Find each line in the material below that contains the word "bottle", and copy those lines out in full.

Exercise inputs -
**********
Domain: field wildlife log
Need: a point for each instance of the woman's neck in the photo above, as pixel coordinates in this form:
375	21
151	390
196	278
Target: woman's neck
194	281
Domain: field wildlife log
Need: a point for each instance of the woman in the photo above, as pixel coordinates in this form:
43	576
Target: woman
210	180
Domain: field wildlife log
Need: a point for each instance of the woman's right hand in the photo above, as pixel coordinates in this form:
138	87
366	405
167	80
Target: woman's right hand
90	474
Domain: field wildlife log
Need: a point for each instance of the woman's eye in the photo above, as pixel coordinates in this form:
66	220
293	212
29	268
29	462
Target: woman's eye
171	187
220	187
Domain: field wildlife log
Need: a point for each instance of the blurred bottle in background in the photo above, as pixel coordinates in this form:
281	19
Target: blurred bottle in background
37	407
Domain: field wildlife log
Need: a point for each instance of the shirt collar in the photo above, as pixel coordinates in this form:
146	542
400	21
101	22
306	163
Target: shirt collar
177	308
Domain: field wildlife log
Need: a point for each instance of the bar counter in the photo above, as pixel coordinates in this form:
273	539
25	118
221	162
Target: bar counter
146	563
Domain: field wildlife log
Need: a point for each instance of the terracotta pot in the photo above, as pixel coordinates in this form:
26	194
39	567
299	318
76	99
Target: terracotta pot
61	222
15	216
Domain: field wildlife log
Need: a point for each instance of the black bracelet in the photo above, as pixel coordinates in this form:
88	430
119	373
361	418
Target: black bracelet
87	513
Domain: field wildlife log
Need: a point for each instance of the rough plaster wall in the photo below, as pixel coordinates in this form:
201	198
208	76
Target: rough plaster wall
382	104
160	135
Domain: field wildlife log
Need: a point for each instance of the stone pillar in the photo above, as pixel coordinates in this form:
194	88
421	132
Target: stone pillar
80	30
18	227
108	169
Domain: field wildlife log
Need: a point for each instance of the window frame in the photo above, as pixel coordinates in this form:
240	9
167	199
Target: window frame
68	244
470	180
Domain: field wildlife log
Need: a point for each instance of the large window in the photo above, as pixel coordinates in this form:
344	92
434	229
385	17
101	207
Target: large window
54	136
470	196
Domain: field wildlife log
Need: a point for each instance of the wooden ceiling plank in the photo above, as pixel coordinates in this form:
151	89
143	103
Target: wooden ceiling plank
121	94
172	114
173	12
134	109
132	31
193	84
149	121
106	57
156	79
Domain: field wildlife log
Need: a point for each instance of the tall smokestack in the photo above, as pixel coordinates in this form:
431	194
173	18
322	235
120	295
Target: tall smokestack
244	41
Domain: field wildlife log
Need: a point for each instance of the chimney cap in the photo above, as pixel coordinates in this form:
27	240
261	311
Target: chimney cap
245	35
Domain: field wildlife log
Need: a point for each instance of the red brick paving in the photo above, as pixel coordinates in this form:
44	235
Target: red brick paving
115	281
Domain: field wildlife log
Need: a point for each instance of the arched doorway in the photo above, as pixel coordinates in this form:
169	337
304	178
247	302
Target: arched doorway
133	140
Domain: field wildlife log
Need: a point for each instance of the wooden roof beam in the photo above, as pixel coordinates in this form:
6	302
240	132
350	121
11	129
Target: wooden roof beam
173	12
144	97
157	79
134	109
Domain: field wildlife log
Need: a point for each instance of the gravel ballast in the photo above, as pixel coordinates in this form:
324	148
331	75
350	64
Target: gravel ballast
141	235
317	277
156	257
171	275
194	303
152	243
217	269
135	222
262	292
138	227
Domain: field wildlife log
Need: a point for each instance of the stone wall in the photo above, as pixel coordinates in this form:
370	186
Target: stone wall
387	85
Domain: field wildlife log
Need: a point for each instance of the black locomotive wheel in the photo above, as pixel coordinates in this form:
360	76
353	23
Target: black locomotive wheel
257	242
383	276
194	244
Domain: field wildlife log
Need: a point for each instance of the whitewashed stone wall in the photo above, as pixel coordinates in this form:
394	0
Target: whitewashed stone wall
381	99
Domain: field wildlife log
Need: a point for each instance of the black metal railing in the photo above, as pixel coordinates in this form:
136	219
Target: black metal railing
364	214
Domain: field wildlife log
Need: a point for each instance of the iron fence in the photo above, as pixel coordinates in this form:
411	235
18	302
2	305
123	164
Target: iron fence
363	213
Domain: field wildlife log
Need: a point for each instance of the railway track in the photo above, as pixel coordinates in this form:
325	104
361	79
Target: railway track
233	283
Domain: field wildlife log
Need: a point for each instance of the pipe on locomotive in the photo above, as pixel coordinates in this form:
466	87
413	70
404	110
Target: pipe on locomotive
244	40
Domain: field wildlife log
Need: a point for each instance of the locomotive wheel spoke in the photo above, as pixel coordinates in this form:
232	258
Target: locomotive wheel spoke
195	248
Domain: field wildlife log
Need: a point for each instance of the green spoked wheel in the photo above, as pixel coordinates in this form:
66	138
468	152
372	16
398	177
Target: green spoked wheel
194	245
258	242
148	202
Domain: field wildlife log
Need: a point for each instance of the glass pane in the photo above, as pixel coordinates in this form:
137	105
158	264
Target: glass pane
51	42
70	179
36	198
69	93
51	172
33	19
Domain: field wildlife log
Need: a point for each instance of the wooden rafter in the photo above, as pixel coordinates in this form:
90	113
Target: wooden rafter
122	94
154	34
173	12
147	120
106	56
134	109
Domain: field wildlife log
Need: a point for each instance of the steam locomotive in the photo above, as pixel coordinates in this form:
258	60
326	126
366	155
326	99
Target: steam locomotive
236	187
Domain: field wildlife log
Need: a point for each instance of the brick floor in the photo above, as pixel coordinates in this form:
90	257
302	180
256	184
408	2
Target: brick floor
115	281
**********
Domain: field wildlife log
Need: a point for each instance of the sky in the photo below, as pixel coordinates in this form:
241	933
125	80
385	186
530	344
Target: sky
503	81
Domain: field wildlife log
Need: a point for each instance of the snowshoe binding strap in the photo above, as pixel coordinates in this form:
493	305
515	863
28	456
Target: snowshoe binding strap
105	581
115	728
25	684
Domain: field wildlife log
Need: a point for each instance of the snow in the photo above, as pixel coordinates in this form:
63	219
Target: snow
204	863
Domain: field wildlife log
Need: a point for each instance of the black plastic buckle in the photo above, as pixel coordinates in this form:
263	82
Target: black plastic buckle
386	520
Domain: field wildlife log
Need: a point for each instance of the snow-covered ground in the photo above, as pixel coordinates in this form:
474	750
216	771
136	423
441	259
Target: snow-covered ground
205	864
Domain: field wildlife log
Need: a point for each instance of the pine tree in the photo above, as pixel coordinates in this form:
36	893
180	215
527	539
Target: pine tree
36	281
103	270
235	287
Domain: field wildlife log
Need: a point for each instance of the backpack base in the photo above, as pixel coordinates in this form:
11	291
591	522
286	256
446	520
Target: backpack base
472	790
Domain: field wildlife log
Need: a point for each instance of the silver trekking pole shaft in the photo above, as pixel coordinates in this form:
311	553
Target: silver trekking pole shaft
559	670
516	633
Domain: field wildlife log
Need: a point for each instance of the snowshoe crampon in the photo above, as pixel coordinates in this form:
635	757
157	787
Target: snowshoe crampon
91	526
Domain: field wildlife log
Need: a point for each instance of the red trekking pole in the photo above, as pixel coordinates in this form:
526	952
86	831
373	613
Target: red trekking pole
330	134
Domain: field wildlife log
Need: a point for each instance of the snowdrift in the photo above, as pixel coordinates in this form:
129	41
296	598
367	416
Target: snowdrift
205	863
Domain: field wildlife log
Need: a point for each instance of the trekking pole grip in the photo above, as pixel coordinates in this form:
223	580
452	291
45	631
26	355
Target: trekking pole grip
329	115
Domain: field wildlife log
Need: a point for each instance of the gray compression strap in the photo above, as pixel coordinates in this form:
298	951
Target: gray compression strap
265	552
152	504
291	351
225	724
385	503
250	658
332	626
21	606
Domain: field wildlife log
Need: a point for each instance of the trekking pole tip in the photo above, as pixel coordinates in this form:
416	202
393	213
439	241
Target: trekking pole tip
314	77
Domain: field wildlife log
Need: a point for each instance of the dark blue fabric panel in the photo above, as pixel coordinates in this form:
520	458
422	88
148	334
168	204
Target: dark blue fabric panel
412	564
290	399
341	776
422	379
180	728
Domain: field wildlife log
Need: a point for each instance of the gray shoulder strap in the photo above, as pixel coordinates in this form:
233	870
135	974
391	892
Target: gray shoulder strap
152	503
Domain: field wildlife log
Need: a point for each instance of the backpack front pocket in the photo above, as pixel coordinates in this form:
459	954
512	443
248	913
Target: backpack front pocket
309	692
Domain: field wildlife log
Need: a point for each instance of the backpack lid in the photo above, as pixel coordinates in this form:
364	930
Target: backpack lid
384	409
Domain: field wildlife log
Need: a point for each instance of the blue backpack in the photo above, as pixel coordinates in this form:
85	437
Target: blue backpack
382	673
**********
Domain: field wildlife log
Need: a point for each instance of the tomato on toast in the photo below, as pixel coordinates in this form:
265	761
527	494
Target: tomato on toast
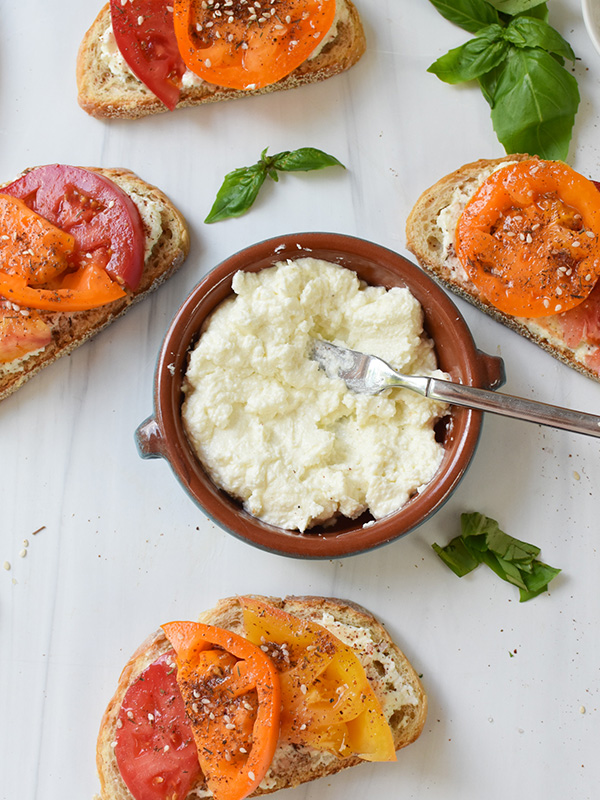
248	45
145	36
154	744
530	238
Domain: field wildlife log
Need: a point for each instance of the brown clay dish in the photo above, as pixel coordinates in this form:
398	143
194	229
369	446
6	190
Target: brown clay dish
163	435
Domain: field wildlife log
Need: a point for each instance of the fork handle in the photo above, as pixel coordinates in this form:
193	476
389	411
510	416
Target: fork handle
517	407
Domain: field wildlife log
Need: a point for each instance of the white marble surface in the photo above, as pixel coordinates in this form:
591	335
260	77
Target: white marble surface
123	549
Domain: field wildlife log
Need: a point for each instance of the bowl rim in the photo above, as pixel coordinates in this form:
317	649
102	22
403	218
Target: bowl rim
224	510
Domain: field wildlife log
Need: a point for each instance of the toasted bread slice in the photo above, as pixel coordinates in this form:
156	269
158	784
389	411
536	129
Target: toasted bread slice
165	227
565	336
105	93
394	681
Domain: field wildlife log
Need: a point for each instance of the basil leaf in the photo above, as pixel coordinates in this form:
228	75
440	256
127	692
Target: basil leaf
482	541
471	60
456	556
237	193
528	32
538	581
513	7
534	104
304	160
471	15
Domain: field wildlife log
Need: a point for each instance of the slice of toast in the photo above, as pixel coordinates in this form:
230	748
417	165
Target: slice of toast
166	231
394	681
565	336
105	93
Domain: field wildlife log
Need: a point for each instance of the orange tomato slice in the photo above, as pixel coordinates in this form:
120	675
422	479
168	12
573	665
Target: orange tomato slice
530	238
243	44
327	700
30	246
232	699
**********
Output -
Need: a point for each instance of the blurred bottle in background in the photo above, as pixel coordinates in this form:
Target: blurred bottle in background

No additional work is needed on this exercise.